(Material provided begins)

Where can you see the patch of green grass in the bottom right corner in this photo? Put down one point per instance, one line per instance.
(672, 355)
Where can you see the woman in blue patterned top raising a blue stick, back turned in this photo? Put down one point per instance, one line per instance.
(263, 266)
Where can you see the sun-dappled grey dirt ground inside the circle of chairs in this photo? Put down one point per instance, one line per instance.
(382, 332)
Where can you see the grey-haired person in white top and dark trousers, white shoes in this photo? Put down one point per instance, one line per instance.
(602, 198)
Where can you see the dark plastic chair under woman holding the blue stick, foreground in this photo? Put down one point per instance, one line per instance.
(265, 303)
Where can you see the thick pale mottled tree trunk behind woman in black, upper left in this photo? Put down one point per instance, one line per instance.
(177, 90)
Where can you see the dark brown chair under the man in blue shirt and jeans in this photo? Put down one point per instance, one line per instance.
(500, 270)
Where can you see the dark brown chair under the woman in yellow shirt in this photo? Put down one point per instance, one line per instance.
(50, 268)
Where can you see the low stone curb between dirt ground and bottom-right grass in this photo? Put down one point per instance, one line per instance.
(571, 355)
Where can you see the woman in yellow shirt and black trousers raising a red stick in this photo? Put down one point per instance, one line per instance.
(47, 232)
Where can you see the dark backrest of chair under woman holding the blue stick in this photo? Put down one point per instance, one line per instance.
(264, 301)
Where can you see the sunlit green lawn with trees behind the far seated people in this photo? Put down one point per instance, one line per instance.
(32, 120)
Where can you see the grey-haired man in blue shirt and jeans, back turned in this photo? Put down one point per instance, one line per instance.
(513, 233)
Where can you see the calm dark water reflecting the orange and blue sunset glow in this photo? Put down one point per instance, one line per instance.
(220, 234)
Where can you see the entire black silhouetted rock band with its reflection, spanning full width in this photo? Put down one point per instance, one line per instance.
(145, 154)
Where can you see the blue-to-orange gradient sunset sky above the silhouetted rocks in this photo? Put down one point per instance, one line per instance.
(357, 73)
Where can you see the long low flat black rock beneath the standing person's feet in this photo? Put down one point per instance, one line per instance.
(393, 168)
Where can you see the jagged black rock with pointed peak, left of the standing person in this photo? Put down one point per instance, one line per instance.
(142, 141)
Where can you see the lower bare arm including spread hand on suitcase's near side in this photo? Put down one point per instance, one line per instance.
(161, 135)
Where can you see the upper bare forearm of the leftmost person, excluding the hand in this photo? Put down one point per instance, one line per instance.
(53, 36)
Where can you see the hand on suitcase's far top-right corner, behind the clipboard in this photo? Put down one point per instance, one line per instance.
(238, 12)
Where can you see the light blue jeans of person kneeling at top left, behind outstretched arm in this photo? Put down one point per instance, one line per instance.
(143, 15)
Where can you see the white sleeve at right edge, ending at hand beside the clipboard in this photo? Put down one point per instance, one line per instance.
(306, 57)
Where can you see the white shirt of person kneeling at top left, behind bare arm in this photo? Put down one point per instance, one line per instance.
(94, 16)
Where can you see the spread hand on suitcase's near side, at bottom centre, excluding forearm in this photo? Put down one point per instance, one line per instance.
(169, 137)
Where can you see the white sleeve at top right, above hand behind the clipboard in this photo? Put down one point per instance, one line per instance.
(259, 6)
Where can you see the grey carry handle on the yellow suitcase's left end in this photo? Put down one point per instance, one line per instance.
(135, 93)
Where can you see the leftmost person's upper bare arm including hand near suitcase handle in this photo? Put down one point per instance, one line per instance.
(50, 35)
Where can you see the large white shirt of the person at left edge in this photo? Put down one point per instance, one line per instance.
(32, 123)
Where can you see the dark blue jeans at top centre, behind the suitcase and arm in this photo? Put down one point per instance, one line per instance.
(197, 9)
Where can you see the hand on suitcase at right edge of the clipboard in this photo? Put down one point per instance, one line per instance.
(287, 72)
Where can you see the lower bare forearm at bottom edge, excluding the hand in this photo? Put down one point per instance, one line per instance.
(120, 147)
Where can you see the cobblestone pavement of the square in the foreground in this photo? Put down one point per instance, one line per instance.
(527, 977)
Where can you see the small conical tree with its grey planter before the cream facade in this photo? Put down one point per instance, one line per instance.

(Material provided ends)

▶ _Your task_:
Repeat the data in its entirety, exactly as written.

▶ _Exercise result_:
Where can you see the patch of green grass in the bottom right corner in this photo? Put down one point per instance, one line per instance.
(672, 355)
Where can you see the woman in blue patterned top raising a blue stick, back turned in this photo? Put down one point per instance, one line per instance.
(263, 266)
Where can you see the sun-dappled grey dirt ground inside the circle of chairs in this photo? Put down one point per instance, one line per instance.
(382, 332)
Where can you see the grey-haired person in white top and dark trousers, white shoes in this photo? Put down one point per instance, one line per instance.
(602, 198)
Where can you see the dark plastic chair under woman holding the blue stick, foreground in this photo? Put down one point per instance, one line per instance.
(265, 303)
Where can you see the thick pale mottled tree trunk behind woman in black, upper left in this photo? Put down one point per instance, one line per instance.
(177, 90)
Where can you see the dark brown chair under the man in blue shirt and jeans in this photo? Put down one point per instance, one line per instance.
(500, 270)
Where can you see the dark brown chair under the woman in yellow shirt in this photo? Put down one point per instance, one line per instance.
(50, 268)
Where can you see the low stone curb between dirt ground and bottom-right grass in this photo? Put down one point per instance, one line per instance.
(571, 355)
Where can you see the woman in yellow shirt and black trousers raising a red stick in this photo? Put down one point per instance, one line per instance.
(47, 232)
Where can you see the dark backrest of chair under woman holding the blue stick in this photo? Put down one point per instance, one line per instance.
(264, 301)
Where can you see the sunlit green lawn with trees behind the far seated people in this photo? Put down one point per instance, one line per instance.
(32, 120)
Where can you see the grey-haired man in blue shirt and jeans, back turned in this photo? Put down one point per instance, one line per instance.
(513, 233)
Where can you see the calm dark water reflecting the orange and blue sunset glow in this photo? Put down one point per instance, one line per instance.
(220, 234)
Where can you see the entire black silhouetted rock band with its reflection, spanning full width in this photo? Put down one point per instance, one line per instance.
(145, 154)
Where can you see the blue-to-orange gradient sunset sky above the silhouetted rocks in this photo? Put down one point per instance, one line per instance.
(357, 73)
Where can you see the long low flat black rock beneath the standing person's feet in this photo? Put down one point per instance, one line per instance.
(393, 168)
Where can you see the jagged black rock with pointed peak, left of the standing person in this photo? Put down one point per instance, one line per instance.
(142, 141)
Where can you see the lower bare arm including spread hand on suitcase's near side in this photo? Put down one point per instance, one line per instance.
(161, 135)
Where can you see the upper bare forearm of the leftmost person, excluding the hand in this photo? Put down one point per instance, one line per instance.
(53, 36)
Where can you see the hand on suitcase's far top-right corner, behind the clipboard in this photo? Put down one point per instance, one line per instance.
(238, 12)
Where can you see the light blue jeans of person kneeling at top left, behind outstretched arm in this photo? Put down one point per instance, one line per instance.
(143, 15)
Where can you see the white sleeve at right edge, ending at hand beside the clipboard in this photo? Put down one point per instance, one line per instance.
(306, 57)
Where can you see the white shirt of person kneeling at top left, behind bare arm in this photo? Put down one point per instance, one line per instance.
(94, 16)
Where can you see the spread hand on suitcase's near side, at bottom centre, excluding forearm in this photo? Put down one point per instance, one line per instance.
(169, 137)
Where can you see the white sleeve at top right, above hand behind the clipboard in this photo? Put down one point per instance, one line per instance.
(259, 6)
Where can you see the grey carry handle on the yellow suitcase's left end in this photo? Put down one point per instance, one line per instance.
(135, 93)
Where can you see the leftmost person's upper bare arm including hand near suitcase handle in this photo? Put down one point per instance, one line per instance.
(50, 35)
Where can you see the large white shirt of the person at left edge in this photo? Put down one point per instance, one line per instance.
(32, 123)
Where can you see the dark blue jeans at top centre, behind the suitcase and arm in this photo? Put down one point per instance, one line per instance.
(197, 9)
Where can you see the hand on suitcase at right edge of the clipboard in this photo? Put down one point per instance, one line per instance.
(287, 72)
Where can you see the lower bare forearm at bottom edge, excluding the hand in this photo? Put down one point per instance, one line per instance.
(120, 147)
Where can you see the cobblestone pavement of the square in the foreground in this photo? Put down one point per instance, one line per instance.
(527, 977)
Where can you see the small conical tree with its grey planter before the cream facade in this photo? Put down one point per instance, one line per instance.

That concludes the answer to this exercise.